--- begin MATERIAL ---

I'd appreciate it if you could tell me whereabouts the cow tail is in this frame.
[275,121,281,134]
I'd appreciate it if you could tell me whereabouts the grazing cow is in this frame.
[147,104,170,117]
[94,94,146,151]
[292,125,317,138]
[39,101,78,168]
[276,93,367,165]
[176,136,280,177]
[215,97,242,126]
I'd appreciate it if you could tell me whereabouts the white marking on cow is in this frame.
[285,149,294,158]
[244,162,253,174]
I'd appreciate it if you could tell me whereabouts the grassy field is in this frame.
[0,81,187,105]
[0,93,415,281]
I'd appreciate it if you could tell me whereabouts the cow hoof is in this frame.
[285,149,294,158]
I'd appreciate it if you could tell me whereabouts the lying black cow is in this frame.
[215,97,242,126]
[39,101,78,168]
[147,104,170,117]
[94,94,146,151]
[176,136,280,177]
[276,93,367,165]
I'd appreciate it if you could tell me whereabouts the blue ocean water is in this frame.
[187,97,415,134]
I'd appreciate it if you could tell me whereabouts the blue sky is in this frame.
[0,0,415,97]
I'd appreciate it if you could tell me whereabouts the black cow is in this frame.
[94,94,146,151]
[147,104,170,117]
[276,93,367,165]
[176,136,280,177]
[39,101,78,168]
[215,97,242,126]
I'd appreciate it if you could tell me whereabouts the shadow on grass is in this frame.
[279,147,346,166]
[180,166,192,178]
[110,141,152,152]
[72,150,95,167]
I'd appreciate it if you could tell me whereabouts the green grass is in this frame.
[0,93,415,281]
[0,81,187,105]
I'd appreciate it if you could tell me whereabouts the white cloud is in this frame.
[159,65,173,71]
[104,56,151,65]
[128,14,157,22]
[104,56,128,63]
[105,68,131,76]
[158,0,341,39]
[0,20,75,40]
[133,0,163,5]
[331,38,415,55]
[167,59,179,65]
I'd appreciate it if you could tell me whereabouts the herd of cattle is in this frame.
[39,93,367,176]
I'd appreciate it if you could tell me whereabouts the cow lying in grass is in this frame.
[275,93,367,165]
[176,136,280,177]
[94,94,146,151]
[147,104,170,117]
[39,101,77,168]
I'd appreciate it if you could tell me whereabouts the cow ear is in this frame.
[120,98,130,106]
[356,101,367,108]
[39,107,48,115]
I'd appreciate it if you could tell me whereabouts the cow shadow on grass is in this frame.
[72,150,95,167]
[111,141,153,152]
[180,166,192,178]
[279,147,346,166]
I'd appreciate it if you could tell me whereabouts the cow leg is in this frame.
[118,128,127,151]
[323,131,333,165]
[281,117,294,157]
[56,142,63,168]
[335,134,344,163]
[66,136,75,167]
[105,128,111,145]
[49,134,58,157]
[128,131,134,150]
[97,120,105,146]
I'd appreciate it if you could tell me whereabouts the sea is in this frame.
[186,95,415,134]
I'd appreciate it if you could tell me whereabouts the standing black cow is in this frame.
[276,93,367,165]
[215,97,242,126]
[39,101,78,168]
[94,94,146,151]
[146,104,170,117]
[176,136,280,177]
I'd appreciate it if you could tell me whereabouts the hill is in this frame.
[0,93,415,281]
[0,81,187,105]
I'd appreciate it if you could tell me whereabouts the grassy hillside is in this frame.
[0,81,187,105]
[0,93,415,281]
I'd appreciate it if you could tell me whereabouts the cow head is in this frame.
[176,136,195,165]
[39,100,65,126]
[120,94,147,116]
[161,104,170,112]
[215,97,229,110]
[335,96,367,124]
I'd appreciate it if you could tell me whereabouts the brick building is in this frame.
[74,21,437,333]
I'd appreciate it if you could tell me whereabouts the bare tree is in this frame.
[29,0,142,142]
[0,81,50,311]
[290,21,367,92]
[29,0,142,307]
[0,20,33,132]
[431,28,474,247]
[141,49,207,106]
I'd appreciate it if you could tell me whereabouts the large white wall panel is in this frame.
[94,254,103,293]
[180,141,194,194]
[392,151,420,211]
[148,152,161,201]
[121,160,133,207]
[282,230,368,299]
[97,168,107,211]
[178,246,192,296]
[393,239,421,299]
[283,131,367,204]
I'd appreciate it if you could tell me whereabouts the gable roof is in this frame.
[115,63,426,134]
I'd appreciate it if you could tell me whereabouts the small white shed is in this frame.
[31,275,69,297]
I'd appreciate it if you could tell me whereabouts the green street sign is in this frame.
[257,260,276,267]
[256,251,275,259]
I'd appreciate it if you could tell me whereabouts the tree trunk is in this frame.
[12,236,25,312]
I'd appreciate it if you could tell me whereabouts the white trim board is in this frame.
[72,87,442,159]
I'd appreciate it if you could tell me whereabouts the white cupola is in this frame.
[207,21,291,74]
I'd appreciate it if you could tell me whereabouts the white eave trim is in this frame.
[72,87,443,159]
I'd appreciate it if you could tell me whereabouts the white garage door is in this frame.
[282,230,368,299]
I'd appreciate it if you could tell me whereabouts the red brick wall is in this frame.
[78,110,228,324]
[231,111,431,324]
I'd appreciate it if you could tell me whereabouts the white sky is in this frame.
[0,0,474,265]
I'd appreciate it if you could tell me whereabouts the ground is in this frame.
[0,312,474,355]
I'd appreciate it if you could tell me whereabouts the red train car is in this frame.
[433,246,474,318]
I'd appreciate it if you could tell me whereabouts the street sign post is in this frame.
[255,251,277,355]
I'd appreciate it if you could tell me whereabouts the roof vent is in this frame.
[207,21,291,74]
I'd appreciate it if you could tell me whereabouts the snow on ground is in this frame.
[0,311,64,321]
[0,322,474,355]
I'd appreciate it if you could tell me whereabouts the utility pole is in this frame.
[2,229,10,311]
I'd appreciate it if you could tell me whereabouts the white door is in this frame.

--- end MATERIAL ---

▶ [AIM OF THE TASK] Can you give back every line above, word for word and unchanged?

▶ [ANSWER TO THE TASK]
I'd appreciate it if you could tell me whereabouts the cow tail is in this frame.
[275,121,281,134]
I'd appreciate it if you could tell me whereabouts the grazing cow is in this frame.
[147,104,170,117]
[94,94,146,151]
[292,125,317,138]
[39,101,78,168]
[276,93,367,165]
[176,136,280,177]
[215,97,242,126]
I'd appreciate it if you could tell me whereabouts the white marking on cow is in this frame.
[285,149,294,158]
[244,162,253,174]
I'd appreciate it if you could tell me whereabouts the grassy field is in this frame.
[0,81,187,105]
[0,93,415,281]
I'd appreciate it if you could tell me whereabouts the cow hoof is in this frame.
[285,149,294,158]
I'd appreciate it if you could tell me whereabouts the lying black cow is in this frame.
[215,97,242,126]
[39,101,78,168]
[147,104,170,117]
[94,94,146,151]
[176,136,280,177]
[276,93,367,165]
I'd appreciate it if you could tell me whereabouts the blue ocean water is in this frame.
[187,97,415,134]
I'd appreciate it if you could tell me whereabouts the blue sky is in this frame.
[0,0,415,97]
I'd appreciate it if you could tell me whereabouts the black cow is in this frame.
[94,94,146,151]
[147,104,170,117]
[276,93,367,165]
[176,136,280,177]
[39,101,78,168]
[215,97,242,126]
I'd appreciate it if you could tell me whereabouts the shadow on grass is in this frame.
[279,147,346,166]
[180,166,192,178]
[110,141,152,152]
[72,150,95,167]
I'd appreciate it if you could tell me whereabouts the green grass is in this frame.
[0,93,415,281]
[0,81,187,105]
I'd appreciate it if you could tell me whereabouts the white cloud is in this frame.
[159,65,173,71]
[104,56,151,65]
[128,14,157,22]
[104,56,128,63]
[105,68,131,76]
[158,0,341,39]
[0,20,75,40]
[133,0,163,5]
[331,38,415,55]
[167,59,179,65]
I'd appreciate it if you could tell me whereabouts the herd of cattle is in this frame.
[39,93,367,176]
I'd appreciate it if you could tell me whereabouts the cow lying in grass is in this frame.
[275,93,367,165]
[176,136,280,177]
[94,94,146,151]
[147,104,170,117]
[39,101,77,168]
I'd appreciate it if you could tell me whereabouts the cow ear is in this frame.
[120,98,130,106]
[356,101,367,108]
[39,107,48,115]
I'd appreciate it if you could tell me whereabouts the cow shadow on grass is in this frame.
[72,150,95,167]
[111,141,153,152]
[180,166,192,178]
[279,147,346,166]
I'd appreciate it if you could tell me whereabouts the cow leg is in this frame.
[118,128,127,151]
[323,131,333,165]
[281,117,294,157]
[56,142,63,168]
[335,134,344,163]
[66,136,75,167]
[105,128,111,145]
[49,134,58,157]
[128,131,134,150]
[97,120,105,146]
I'd appreciate it if you could tell me whereabouts the sea is in this frame.
[186,95,415,134]
I'd appreciate it if you could tell me whereabouts the standing black cow is in this frame.
[276,93,367,165]
[215,97,242,126]
[39,101,78,168]
[94,94,146,151]
[146,104,170,117]
[176,136,280,177]
I'd appreciate it if you could tell me whereabouts the hill is in this frame.
[0,93,415,281]
[0,81,187,105]
I'd appreciate it if you could tell me whereabouts the grassy hillside is in this frame.
[0,81,187,105]
[0,93,415,281]
I'd appreciate it if you could tell me whereabouts the cow head is in this frame.
[176,136,195,165]
[39,100,65,126]
[120,94,147,116]
[161,104,170,112]
[215,97,229,110]
[335,96,367,124]
I'd appreciate it if you could tell me whereabouts the brick building is in this frame.
[74,21,437,333]
I'd appreciate it if you could tell me whereabouts the bare tree is in this frame.
[29,0,142,142]
[0,81,50,311]
[290,21,367,92]
[29,0,142,307]
[0,20,33,132]
[431,28,474,247]
[141,49,207,106]
I'd appreciate it if you could tell me whereabouts the large white wall panel is in this frame.
[94,254,103,293]
[180,141,194,194]
[392,151,420,211]
[148,152,161,201]
[121,160,133,207]
[282,230,368,299]
[97,168,107,211]
[178,246,192,296]
[393,239,421,299]
[283,131,367,204]
I'd appreciate it if you could tell me whereabouts the gable roof is in this frame.
[115,63,426,134]
I'd appreciate it if you could tell me whereabouts the small white shed is in this frame.
[31,275,69,297]
I'd appreciate it if you could tell me whereabouts the green street sign is in this frame.
[257,260,276,267]
[256,251,275,259]
I'd appreciate it if you could tell me whereabouts the tree trunk is in this frame.
[12,236,25,312]
I'd appreciate it if you could tell me whereabouts the white trim board is in this frame.
[72,87,442,159]
I'd appreciate it if you could tell me whereabouts the white cupola is in this frame.
[207,21,291,74]
I'd appreciate it if you could tell me whereabouts the white eave trim is in this frame.
[72,87,443,159]
I'd appreciate it if you could tell me whereabouts the white garage door is in this frame.
[282,230,368,299]
I'd appreciate it if you could tell me whereabouts the red brick wall is in this frame.
[78,110,228,324]
[231,111,431,324]
I'd appreciate it if you could tell me whereabouts the white sky is in this frame.
[0,0,474,265]
I'd appreciate it if you could tell me whereabouts the ground is in this frame.
[0,312,474,355]
I'd appreciate it if you could tell me whereabouts the red train car is in this frame.
[433,246,474,318]
I'd appreciate it if you could tell me whereabouts the street sign post is in this frame.
[255,251,277,355]
I'd appreciate it if you could tell me whereabouts the roof vent is in this frame.
[207,21,291,74]
I'd appreciate it if you could tell me whereabouts the snow on ground is in this frame.
[0,311,64,321]
[0,322,474,355]
I'd appreciate it if you could tell me whereabouts the utility pole is in this frame.
[2,229,10,311]
I'd appreciate it if you could tell me whereabouts the white door is in this frame.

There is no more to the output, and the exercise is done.